▶ _Do this_: Return the listing below unchanged, minus its pictures.
---*---
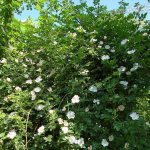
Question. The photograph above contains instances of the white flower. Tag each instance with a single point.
(123, 42)
(38, 79)
(104, 143)
(124, 83)
(105, 57)
(93, 88)
(135, 67)
(107, 47)
(71, 115)
(80, 142)
(96, 101)
(41, 130)
(64, 129)
(37, 89)
(93, 40)
(122, 69)
(111, 138)
(148, 124)
(75, 99)
(17, 88)
(72, 139)
(60, 120)
(134, 116)
(131, 51)
(11, 134)
(29, 81)
(39, 107)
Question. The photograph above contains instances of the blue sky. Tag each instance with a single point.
(111, 4)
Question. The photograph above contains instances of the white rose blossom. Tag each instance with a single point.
(70, 115)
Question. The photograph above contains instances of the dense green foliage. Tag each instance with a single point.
(76, 79)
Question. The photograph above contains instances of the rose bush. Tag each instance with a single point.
(79, 79)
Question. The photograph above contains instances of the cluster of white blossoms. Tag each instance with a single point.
(105, 57)
(39, 107)
(73, 140)
(93, 89)
(12, 134)
(134, 116)
(41, 130)
(75, 99)
(71, 115)
(93, 40)
(96, 101)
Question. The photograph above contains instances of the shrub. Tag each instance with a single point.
(77, 84)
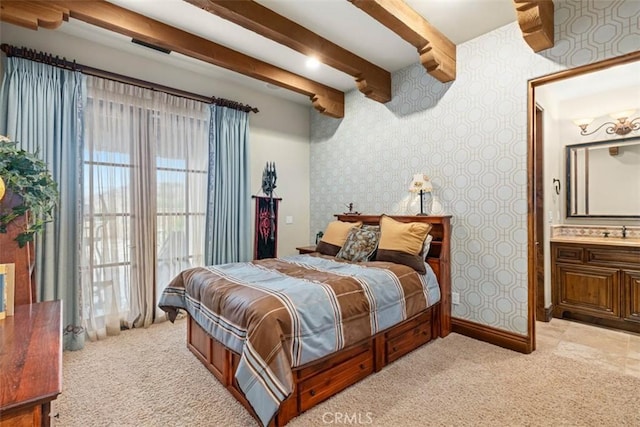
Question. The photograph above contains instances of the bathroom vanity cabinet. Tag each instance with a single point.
(597, 280)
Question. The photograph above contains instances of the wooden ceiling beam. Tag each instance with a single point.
(536, 20)
(373, 81)
(31, 14)
(437, 52)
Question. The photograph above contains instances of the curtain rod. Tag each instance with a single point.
(47, 58)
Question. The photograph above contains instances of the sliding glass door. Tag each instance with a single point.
(145, 177)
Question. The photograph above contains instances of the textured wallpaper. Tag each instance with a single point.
(469, 136)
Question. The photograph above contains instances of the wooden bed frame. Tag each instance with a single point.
(321, 379)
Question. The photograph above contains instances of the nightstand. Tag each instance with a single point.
(306, 249)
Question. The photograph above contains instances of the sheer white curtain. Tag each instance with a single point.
(144, 178)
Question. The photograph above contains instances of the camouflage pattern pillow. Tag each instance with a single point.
(361, 243)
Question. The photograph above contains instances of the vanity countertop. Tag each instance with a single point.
(610, 241)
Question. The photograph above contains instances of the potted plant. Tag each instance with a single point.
(28, 188)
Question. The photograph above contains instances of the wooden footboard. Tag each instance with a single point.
(317, 381)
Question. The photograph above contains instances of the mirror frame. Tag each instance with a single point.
(569, 181)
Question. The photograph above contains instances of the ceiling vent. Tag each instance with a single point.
(151, 46)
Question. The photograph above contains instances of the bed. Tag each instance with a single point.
(283, 335)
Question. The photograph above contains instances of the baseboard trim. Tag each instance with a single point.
(499, 337)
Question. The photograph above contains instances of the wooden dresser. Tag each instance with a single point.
(30, 363)
(597, 280)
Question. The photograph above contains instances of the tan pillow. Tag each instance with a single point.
(334, 237)
(402, 242)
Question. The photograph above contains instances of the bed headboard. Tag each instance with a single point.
(438, 257)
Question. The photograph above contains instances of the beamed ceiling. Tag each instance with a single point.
(188, 28)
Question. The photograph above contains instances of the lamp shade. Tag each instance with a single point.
(420, 182)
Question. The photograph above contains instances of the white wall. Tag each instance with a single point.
(278, 133)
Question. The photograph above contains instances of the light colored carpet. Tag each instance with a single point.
(147, 377)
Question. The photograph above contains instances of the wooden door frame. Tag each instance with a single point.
(532, 173)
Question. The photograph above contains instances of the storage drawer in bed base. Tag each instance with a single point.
(317, 381)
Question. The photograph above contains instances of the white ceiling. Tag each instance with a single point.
(596, 94)
(336, 20)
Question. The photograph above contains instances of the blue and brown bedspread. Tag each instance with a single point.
(283, 313)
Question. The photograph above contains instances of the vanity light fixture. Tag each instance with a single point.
(622, 126)
(421, 184)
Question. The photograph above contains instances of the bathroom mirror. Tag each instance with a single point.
(603, 179)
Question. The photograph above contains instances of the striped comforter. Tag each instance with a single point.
(283, 313)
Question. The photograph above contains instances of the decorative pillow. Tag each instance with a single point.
(427, 245)
(334, 237)
(402, 243)
(360, 244)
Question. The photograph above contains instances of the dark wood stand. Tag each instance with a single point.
(30, 364)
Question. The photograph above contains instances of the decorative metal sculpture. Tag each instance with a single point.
(269, 178)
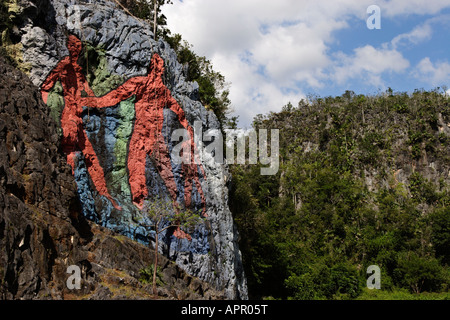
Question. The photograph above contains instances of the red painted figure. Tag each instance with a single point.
(152, 96)
(75, 139)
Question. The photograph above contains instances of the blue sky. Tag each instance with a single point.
(275, 52)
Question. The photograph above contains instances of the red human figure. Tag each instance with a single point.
(152, 96)
(75, 139)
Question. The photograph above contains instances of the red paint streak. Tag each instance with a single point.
(74, 136)
(152, 96)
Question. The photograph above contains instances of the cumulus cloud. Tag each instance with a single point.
(271, 51)
(435, 73)
(369, 63)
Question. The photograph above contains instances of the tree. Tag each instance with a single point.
(164, 216)
(148, 10)
(158, 18)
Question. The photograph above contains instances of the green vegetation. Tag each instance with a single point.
(363, 181)
(213, 89)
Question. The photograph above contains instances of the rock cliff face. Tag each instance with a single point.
(117, 95)
(42, 230)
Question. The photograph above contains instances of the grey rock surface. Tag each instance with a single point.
(128, 45)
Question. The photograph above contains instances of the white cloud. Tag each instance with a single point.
(271, 50)
(436, 74)
(369, 63)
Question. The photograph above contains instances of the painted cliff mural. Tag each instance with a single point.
(146, 146)
(119, 96)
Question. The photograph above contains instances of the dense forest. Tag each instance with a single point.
(363, 180)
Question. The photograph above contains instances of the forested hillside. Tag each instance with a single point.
(363, 180)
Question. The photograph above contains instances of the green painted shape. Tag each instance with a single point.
(126, 113)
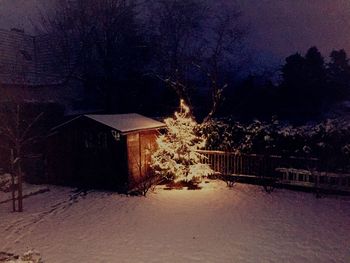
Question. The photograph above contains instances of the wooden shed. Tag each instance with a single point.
(102, 151)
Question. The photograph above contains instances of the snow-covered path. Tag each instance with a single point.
(215, 224)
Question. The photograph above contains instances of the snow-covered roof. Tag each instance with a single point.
(126, 122)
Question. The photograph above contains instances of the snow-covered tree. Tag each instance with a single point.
(177, 156)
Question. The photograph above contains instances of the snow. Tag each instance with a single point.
(214, 224)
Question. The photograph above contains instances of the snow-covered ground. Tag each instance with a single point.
(215, 224)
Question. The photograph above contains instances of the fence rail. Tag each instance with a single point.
(228, 163)
(295, 171)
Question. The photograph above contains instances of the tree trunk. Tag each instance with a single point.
(13, 187)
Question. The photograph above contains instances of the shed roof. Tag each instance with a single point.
(127, 122)
(123, 123)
---*---
▶ _Correct answer_:
Question. The photograph above contains instances of the white flower. Tag each instance with a single point.
(123, 42)
(38, 79)
(104, 143)
(124, 83)
(105, 57)
(93, 88)
(135, 67)
(107, 47)
(71, 115)
(80, 142)
(96, 101)
(41, 130)
(64, 129)
(37, 89)
(93, 40)
(122, 69)
(111, 138)
(148, 124)
(75, 99)
(17, 88)
(72, 139)
(60, 120)
(134, 116)
(131, 51)
(11, 134)
(29, 81)
(39, 107)
Question. The photograph above contains instances of the blue sky. Tag each instance with a single point.
(111, 4)
Question. The photograph above contains instances of the white rose blossom. Tag each instance with a single point.
(70, 115)
Question. The photograph above contains instances of the dense green foliage. Tag each instance with a single point.
(76, 79)
Question. The photograph above contains instances of the rose bush. Tag each instance with a single point.
(79, 79)
Question. The photograph above contains instances of the cluster of white blossoms. Tag each instance with a single point.
(105, 57)
(39, 107)
(73, 140)
(93, 89)
(12, 134)
(134, 116)
(41, 130)
(75, 99)
(71, 115)
(93, 40)
(96, 101)
Question. The photograph above contains instances of the shrub. Tag each instance with a single point.
(77, 84)
Question. The photograph above contains instances of the bathroom vanity cabinet. Tag each instance with a single point.
(597, 280)
Question. The photograph above contains instances of the wooden ceiling beam. Tag each instance with a single point.
(536, 20)
(373, 81)
(31, 14)
(437, 52)
Question. The photograph above contains instances of the curtain rod. Tag each instance with a single point.
(47, 58)
Question. The photograph above contains instances of the sliding glass door. Tag each instance with a single point.
(145, 177)
Question. The photograph above contains instances of the textured wallpaper. Tag each instance with a single point.
(469, 136)
Question. The photograph above contains instances of the wooden bed frame. Tag each instance with a single point.
(321, 379)
Question. The photograph above contains instances of the nightstand. Tag each instance with a single point.
(306, 249)
Question. The photograph above contains instances of the sheer white curtain. Tag each instance with a single point.
(144, 178)
Question. The photograph above contains instances of the camouflage pattern pillow. Tag each instance with a single point.
(361, 243)
Question. The photograph above contains instances of the vanity countertop. Tag each instance with a single point.
(610, 241)
Question. The photograph above contains instances of the potted plant. Tag each instance with a single point.
(28, 188)
Question. The photograph above contains instances of the wooden footboard. Tag each instance with a single point.
(317, 381)
Question. The photograph above contains instances of the mirror frame. Tag each instance with a single point.
(569, 181)
Question. The photograph above contains instances of the ceiling vent. Tag each instance with a single point.
(151, 46)
Question. The photograph above contains instances of the bed. Tag each instance with a single point.
(283, 335)
Question. The photograph above contains instances of the baseboard trim. Tag each instance with a single point.
(499, 337)
Question. The photograph above contains instances of the wooden dresser. Tag each instance with a single point.
(30, 363)
(597, 280)
Question. The photograph above contains instances of the tan pillow. Tag each instance with a single point.
(334, 237)
(402, 242)
Question. The photograph above contains instances of the bed headboard. Tag each instance with a single point.
(438, 257)
Question. The photograph above contains instances of the beamed ceiling. Tag each instance with a single point.
(188, 28)
Question. The photograph above contains instances of the lamp shade. Tag each instance with a single point.
(420, 182)
Question. The photograph above contains instances of the white wall. Tag each instance with a single point.
(278, 133)
Question. The photograph above contains instances of the light colored carpet. Tag each instance with a single point.
(147, 377)
Question. The photograph above contains instances of the wooden door frame. Tag each instance with a single point.
(532, 173)
Question. The photograph above contains instances of the storage drawer in bed base. Tag each instance with a single point.
(317, 381)
Question. The photograph above contains instances of the white ceiling. Tag each instance with a single point.
(596, 94)
(336, 20)
Question. The photograph above contains instances of the blue and brown bedspread. Tag each instance with a single point.
(283, 313)
Question. The photograph above contains instances of the vanity light fixture. Tag each instance with a single point.
(622, 126)
(421, 184)
Question. The photograph above contains instances of the bathroom mirror. Tag each instance with a single point.
(603, 179)
Question. The photograph above contains instances of the striped comforter. Tag each instance with a single point.
(283, 313)
Question. The photograph above contains instances of the decorative pillow. Tag each instance with a single point.
(427, 245)
(334, 237)
(402, 243)
(360, 244)
Question. The photograph above contains instances of the dark wood stand. Tag each instance with a single point.
(30, 364)
Question. The photograph above contains instances of the decorative metal sculpture. Tag each instance with a single point.
(269, 178)
Question. The photograph above contains instances of the red painted figure. Tag each instance with a single point.
(152, 96)
(75, 139)
Question. The photograph above contains instances of the blue sky. Tag each instance with a single point.
(275, 52)
Question. The photograph above contains instances of the red human figure. Tag each instance with a single point.
(152, 96)
(75, 139)
Question. The photograph above contains instances of the red paint streak. Tag each instance with a single point.
(74, 136)
(152, 96)
Question. The photograph above contains instances of the cumulus cloud. Tag each instance with a single point.
(271, 51)
(435, 73)
(369, 63)
Question. The photograph above contains instances of the tree. Tag each instance with a single point.
(164, 216)
(148, 10)
(158, 18)
Question. The photograph above contains instances of the green vegetation. Tag each instance with a single point.
(363, 181)
(213, 89)
Question. The photograph above contains instances of the rock cliff face. Tag each instance with a single point.
(117, 95)
(42, 230)
Question. The photograph above contains instances of the grey rock surface. Tag each instance with a single point.
(128, 45)
Question. The photograph above contains instances of the white cloud. Tag each instance with a single point.
(271, 50)
(436, 74)
(369, 63)
Question. The photograph above contains instances of the painted cliff mural. Tag each instance with a single point.
(146, 146)
(119, 96)
Question. The photograph above contains instances of the dense forest. Tag each instance with a single point.
(363, 180)
Question. The photograph above contains instances of the forested hillside. Tag each instance with a single point.
(363, 180)
Question. The photograph above contains instances of the green painted shape. Tag each instance with a single point.
(126, 113)
Question. The photograph above contains instances of the wooden shed. Tag each instance with a single point.
(102, 151)
Question. The photograph above contains instances of the snow-covered path. Tag each instance with a single point.
(215, 224)
Question. The photograph above contains instances of the snow-covered roof. Tag each instance with a single point.
(126, 122)
Question. The photograph above contains instances of the snow-covered tree. Tag each instance with a single point.
(177, 156)
Question. The photograph above contains instances of the snow. Tag each instance with a single point.
(214, 224)
Question. The photograph above contains instances of the snow-covered ground. Tag each instance with a single point.
(215, 224)
Question. The photograph above contains instances of the fence rail. Tag each instance with a single point.
(228, 163)
(295, 171)
Question. The photograph above contains instances of the tree trunk. Tag each instance with a single point.
(13, 187)
Question. The photograph above contains instances of the shed roof. Tag each instance with a single point.
(127, 122)
(123, 123)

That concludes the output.